Data shown
§ §

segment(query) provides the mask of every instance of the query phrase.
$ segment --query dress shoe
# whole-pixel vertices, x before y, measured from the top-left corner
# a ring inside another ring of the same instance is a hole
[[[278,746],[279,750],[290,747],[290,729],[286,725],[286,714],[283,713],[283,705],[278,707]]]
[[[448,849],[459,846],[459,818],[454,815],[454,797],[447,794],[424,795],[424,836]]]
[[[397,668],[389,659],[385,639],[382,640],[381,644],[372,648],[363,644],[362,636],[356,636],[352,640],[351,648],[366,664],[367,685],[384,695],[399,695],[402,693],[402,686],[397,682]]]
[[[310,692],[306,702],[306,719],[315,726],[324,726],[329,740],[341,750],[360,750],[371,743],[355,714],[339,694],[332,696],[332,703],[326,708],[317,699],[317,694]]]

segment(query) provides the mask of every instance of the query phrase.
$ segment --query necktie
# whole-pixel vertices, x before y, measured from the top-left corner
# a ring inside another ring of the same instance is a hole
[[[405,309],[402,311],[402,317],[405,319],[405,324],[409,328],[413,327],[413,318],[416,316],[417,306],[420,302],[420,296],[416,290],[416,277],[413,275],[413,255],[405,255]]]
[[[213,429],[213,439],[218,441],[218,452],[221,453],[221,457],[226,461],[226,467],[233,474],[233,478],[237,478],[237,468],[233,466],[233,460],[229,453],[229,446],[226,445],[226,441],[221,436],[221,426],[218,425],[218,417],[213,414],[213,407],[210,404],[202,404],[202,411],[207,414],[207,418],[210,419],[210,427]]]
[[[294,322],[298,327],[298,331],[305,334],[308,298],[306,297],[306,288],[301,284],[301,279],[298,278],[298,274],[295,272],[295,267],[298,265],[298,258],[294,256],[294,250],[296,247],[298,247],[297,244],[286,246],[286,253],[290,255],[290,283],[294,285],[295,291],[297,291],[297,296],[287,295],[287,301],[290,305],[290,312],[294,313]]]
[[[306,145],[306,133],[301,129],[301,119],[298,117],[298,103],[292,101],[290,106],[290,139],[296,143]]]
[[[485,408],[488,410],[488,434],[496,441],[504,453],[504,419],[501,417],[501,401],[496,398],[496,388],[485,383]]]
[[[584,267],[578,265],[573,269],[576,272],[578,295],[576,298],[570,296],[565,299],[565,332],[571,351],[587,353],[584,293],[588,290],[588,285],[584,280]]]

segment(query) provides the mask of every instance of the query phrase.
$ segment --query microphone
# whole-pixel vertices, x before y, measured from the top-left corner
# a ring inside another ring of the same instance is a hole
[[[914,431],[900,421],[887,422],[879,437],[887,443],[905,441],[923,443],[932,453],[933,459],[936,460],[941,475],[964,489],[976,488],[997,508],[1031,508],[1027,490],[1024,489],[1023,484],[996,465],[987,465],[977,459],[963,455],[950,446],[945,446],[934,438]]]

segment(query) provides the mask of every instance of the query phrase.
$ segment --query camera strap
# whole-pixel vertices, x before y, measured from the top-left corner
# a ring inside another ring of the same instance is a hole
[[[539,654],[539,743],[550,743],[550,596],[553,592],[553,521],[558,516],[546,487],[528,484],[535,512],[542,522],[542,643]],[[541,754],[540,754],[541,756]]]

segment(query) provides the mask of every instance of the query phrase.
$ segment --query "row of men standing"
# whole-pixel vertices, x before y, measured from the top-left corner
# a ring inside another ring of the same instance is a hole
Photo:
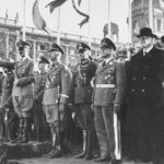
[[[33,83],[36,77],[33,73],[33,60],[28,58],[30,44],[20,42],[17,46],[22,60],[0,61],[0,67],[14,69],[12,103],[20,118],[19,137],[14,142],[28,141],[31,109],[35,98],[36,104],[39,101],[43,103],[46,121],[51,130],[52,150],[46,156],[61,156],[68,106],[72,104],[78,122],[83,130],[83,152],[75,157],[93,159],[92,139],[95,128],[101,150],[95,161],[120,163],[118,116],[126,99],[128,106],[126,131],[130,141],[129,159],[139,159],[143,162],[153,160],[154,163],[160,164],[163,154],[161,144],[164,73],[163,50],[153,46],[154,36],[150,28],[140,31],[139,38],[141,38],[143,50],[133,56],[128,63],[114,59],[116,46],[108,38],[101,42],[102,54],[97,63],[90,59],[91,48],[80,43],[77,49],[81,60],[73,68],[73,73],[60,61],[62,48],[52,44],[49,51],[51,67],[43,74],[44,86],[40,94],[35,97]],[[46,58],[43,59],[49,62]],[[150,150],[152,150],[151,154]]]

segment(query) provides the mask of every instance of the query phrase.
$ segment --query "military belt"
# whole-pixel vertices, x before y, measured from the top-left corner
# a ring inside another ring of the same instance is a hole
[[[116,87],[115,84],[96,84],[96,87]]]

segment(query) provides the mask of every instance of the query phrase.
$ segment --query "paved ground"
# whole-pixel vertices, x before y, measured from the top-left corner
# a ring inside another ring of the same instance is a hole
[[[16,161],[19,164],[109,164],[109,162],[94,162],[94,161],[85,161],[85,160],[77,160],[73,157],[62,157],[62,159],[26,159],[26,160],[19,160]],[[121,164],[148,164],[148,163],[134,163],[134,162],[127,162],[124,161]],[[149,163],[151,164],[151,163]]]

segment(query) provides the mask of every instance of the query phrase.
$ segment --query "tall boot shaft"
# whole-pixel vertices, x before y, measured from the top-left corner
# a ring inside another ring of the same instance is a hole
[[[28,142],[28,133],[31,128],[31,119],[24,118],[24,125],[23,125],[23,131],[22,131],[22,140],[20,140],[17,143],[26,143]]]
[[[91,160],[93,157],[93,131],[87,131],[87,145],[86,145],[86,153],[85,153],[85,160]]]
[[[24,118],[23,117],[20,117],[20,120],[19,120],[19,132],[17,132],[17,137],[16,139],[14,139],[13,141],[11,141],[12,143],[16,143],[19,142],[20,140],[22,140],[23,138],[23,127],[24,127]]]
[[[83,130],[83,151],[82,153],[74,156],[74,159],[83,159],[86,153],[86,145],[87,145],[87,131]]]

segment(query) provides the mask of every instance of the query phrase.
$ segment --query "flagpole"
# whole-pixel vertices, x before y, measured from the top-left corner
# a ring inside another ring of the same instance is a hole
[[[89,0],[89,46],[91,47],[91,0]]]
[[[131,38],[131,0],[129,0],[129,19],[128,19],[128,27],[129,27],[129,43],[132,42]]]
[[[149,0],[149,26],[153,30],[153,1]]]
[[[25,38],[25,5],[26,5],[26,0],[23,1],[23,40],[26,40]]]
[[[57,44],[60,45],[60,7],[58,8],[58,36]]]
[[[110,0],[108,0],[108,37],[110,38],[112,36],[112,21],[110,21]]]

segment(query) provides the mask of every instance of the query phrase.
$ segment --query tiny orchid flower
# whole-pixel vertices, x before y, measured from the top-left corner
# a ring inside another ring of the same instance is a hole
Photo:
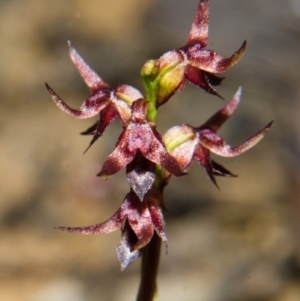
[[[213,86],[220,85],[223,73],[243,56],[246,41],[231,57],[223,58],[212,50],[204,49],[208,41],[208,0],[201,0],[190,30],[187,43],[163,54],[158,60],[145,64],[145,74],[159,81],[157,105],[165,103],[176,91],[184,88],[185,80],[206,92],[221,97]],[[222,98],[222,97],[221,97]]]
[[[65,113],[81,119],[91,118],[99,114],[97,123],[84,132],[94,135],[90,147],[117,116],[123,125],[126,124],[130,119],[131,104],[143,96],[137,89],[128,85],[118,85],[111,88],[86,64],[71,43],[68,44],[71,60],[92,95],[76,110],[70,108],[48,84],[46,87],[55,104]]]
[[[57,229],[81,234],[107,234],[122,228],[122,240],[117,249],[121,269],[124,270],[140,256],[140,249],[151,240],[154,231],[164,243],[167,236],[162,214],[162,195],[150,190],[143,202],[134,192],[129,192],[121,207],[107,221],[87,227],[58,227]]]
[[[206,170],[210,180],[217,186],[214,176],[235,176],[210,158],[210,153],[222,157],[235,157],[256,145],[268,132],[272,122],[250,137],[239,146],[228,145],[216,132],[231,116],[240,102],[241,89],[232,100],[213,115],[203,125],[194,128],[190,125],[175,126],[163,136],[163,141],[170,154],[177,159],[181,168],[186,171],[195,158]],[[169,175],[167,174],[166,177]]]
[[[154,124],[151,124],[147,120],[147,104],[148,102],[144,99],[138,99],[132,104],[131,120],[124,128],[115,150],[104,162],[98,176],[107,177],[113,175],[132,162],[136,156],[140,155],[164,167],[175,176],[184,174],[176,159],[166,150],[162,138],[156,131]],[[138,161],[140,162],[140,160]],[[131,183],[130,180],[129,182]],[[151,185],[148,185],[148,188],[150,188],[149,186]],[[134,185],[132,188],[134,188]],[[142,195],[143,194],[145,194],[145,191]]]

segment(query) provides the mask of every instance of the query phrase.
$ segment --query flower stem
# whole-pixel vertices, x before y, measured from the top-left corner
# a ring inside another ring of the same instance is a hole
[[[161,239],[154,233],[151,241],[142,250],[141,281],[137,301],[155,300],[160,246]]]

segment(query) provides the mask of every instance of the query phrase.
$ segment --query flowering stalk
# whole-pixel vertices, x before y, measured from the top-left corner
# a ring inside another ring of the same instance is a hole
[[[200,0],[187,43],[158,59],[149,60],[143,66],[141,77],[145,96],[129,85],[109,86],[85,63],[70,42],[71,60],[90,89],[91,96],[79,109],[73,109],[46,84],[53,101],[65,113],[77,118],[98,116],[97,122],[82,133],[93,136],[88,148],[115,118],[120,119],[123,130],[98,176],[107,178],[126,168],[130,191],[121,207],[100,224],[58,229],[102,234],[120,228],[122,238],[117,255],[121,270],[142,255],[138,301],[151,301],[156,293],[160,245],[161,242],[167,245],[163,191],[170,178],[185,175],[193,159],[200,163],[216,186],[216,176],[235,177],[212,160],[210,153],[223,157],[240,155],[257,144],[272,124],[235,147],[217,134],[240,102],[239,88],[232,100],[202,125],[177,125],[164,135],[156,129],[159,107],[183,90],[186,81],[222,98],[214,87],[220,85],[223,78],[215,74],[225,72],[244,54],[246,42],[229,58],[206,49],[208,21],[208,0]]]

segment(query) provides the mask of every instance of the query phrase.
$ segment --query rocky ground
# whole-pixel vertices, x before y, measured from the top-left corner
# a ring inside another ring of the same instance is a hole
[[[187,3],[186,3],[187,2]],[[211,0],[209,47],[245,56],[219,93],[242,102],[222,129],[238,144],[269,121],[254,149],[219,159],[239,175],[218,179],[195,164],[166,191],[168,254],[158,300],[300,300],[300,4],[297,0]],[[47,81],[78,107],[89,92],[73,67],[71,40],[111,85],[142,90],[139,70],[185,43],[198,0],[0,1],[0,300],[130,301],[139,261],[120,272],[116,232],[61,233],[99,223],[128,191],[124,172],[95,177],[120,133],[118,121],[85,155],[91,120],[52,103]],[[161,108],[159,130],[200,125],[224,102],[191,85]]]

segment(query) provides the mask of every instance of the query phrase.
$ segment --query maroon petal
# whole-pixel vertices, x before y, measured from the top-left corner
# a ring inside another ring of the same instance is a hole
[[[225,141],[211,130],[200,131],[200,143],[211,152],[222,157],[234,157],[247,151],[255,144],[257,144],[268,132],[273,122],[270,122],[265,128],[253,135],[247,141],[239,146],[232,147],[225,143]]]
[[[208,38],[209,7],[208,0],[200,0],[187,44],[197,42],[206,47]]]
[[[133,160],[137,149],[129,150],[129,138],[130,132],[124,130],[119,137],[115,150],[105,160],[102,169],[97,176],[104,178],[111,176]]]
[[[202,70],[190,65],[186,66],[184,72],[184,76],[189,82],[202,88],[204,91],[223,99],[209,82],[209,76],[207,74],[207,72],[203,72]]]
[[[109,103],[108,91],[98,91],[96,94],[90,96],[81,105],[79,110],[70,108],[46,83],[48,89],[55,104],[65,113],[77,117],[77,118],[90,118],[96,116],[104,107]]]
[[[71,60],[92,93],[99,89],[109,88],[98,74],[92,70],[68,41]]]
[[[176,159],[167,152],[165,146],[162,144],[161,139],[158,139],[159,134],[155,133],[154,129],[152,129],[151,133],[151,144],[148,147],[144,147],[143,145],[140,148],[143,156],[148,160],[161,165],[174,176],[178,177],[184,175],[184,172],[181,170],[181,167]]]
[[[209,72],[205,72],[202,70],[202,73],[207,77],[209,83],[212,85],[212,86],[219,86],[221,85],[222,81],[224,80],[225,77],[219,77],[219,76],[216,76],[212,73],[209,73]]]
[[[141,201],[155,180],[155,164],[142,156],[140,151],[127,165],[126,177],[130,187]]]
[[[240,87],[233,98],[220,111],[209,118],[198,129],[210,129],[216,132],[238,107],[240,103],[241,93],[242,88]]]
[[[190,65],[210,73],[221,73],[232,67],[243,56],[246,49],[246,41],[241,48],[230,58],[223,58],[212,50],[202,49],[196,44],[187,49],[187,57]]]
[[[153,190],[150,191],[146,198],[154,229],[161,240],[167,244],[168,239],[165,233],[165,221],[161,209],[163,203],[162,195]]]
[[[219,163],[215,162],[215,161],[211,161],[212,167],[213,167],[213,171],[214,171],[214,175],[215,176],[221,176],[221,177],[237,177],[237,175],[234,175],[233,173],[231,173],[229,170],[227,170],[225,167],[223,167],[222,165],[220,165]]]

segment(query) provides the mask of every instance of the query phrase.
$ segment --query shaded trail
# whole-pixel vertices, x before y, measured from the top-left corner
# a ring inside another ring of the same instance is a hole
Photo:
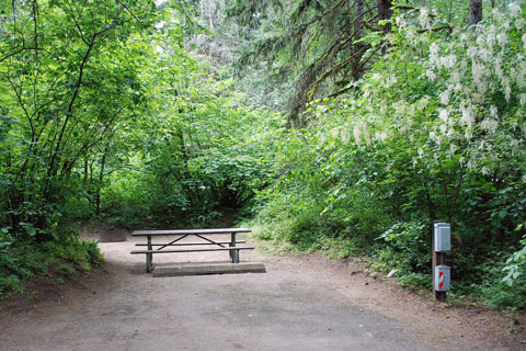
[[[387,351],[444,350],[444,343],[457,350],[498,346],[477,335],[460,335],[469,330],[445,319],[447,314],[434,304],[430,317],[422,315],[416,301],[411,302],[415,307],[405,307],[407,293],[391,294],[392,286],[380,293],[380,283],[320,257],[243,252],[242,260],[264,261],[267,273],[156,279],[144,272],[142,257],[129,254],[134,239],[128,240],[100,244],[107,273],[94,274],[81,288],[31,308],[2,310],[0,349]],[[226,256],[162,259],[214,261]],[[437,318],[446,329],[432,328]]]

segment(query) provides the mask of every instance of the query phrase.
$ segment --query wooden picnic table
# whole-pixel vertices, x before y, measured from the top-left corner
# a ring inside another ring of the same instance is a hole
[[[230,261],[239,263],[240,250],[253,250],[254,247],[236,246],[237,244],[245,244],[245,240],[237,240],[236,235],[239,233],[250,233],[249,228],[209,228],[209,229],[161,229],[161,230],[135,230],[132,233],[134,237],[146,237],[146,244],[136,244],[136,246],[146,246],[146,250],[133,250],[132,254],[146,254],[146,271],[151,272],[153,269],[152,260],[153,253],[181,253],[181,252],[206,252],[206,251],[228,251],[230,253]],[[214,235],[230,235],[229,241],[214,240],[207,236]],[[169,242],[152,242],[155,237],[160,236],[176,236]],[[201,241],[197,242],[181,242],[182,239],[195,236]],[[184,246],[213,246],[207,248],[188,248],[188,249],[171,249],[171,247]],[[153,249],[153,247],[157,247]],[[168,249],[167,249],[168,248]]]

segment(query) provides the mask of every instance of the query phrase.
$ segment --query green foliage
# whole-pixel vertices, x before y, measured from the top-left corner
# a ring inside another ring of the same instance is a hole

§ §

What is expected
Please identify each line in the data above that contains the word "ground" and copy those lines out in full.

Answer below
$ segment --query "paved ground"
$ segment --query rocky ground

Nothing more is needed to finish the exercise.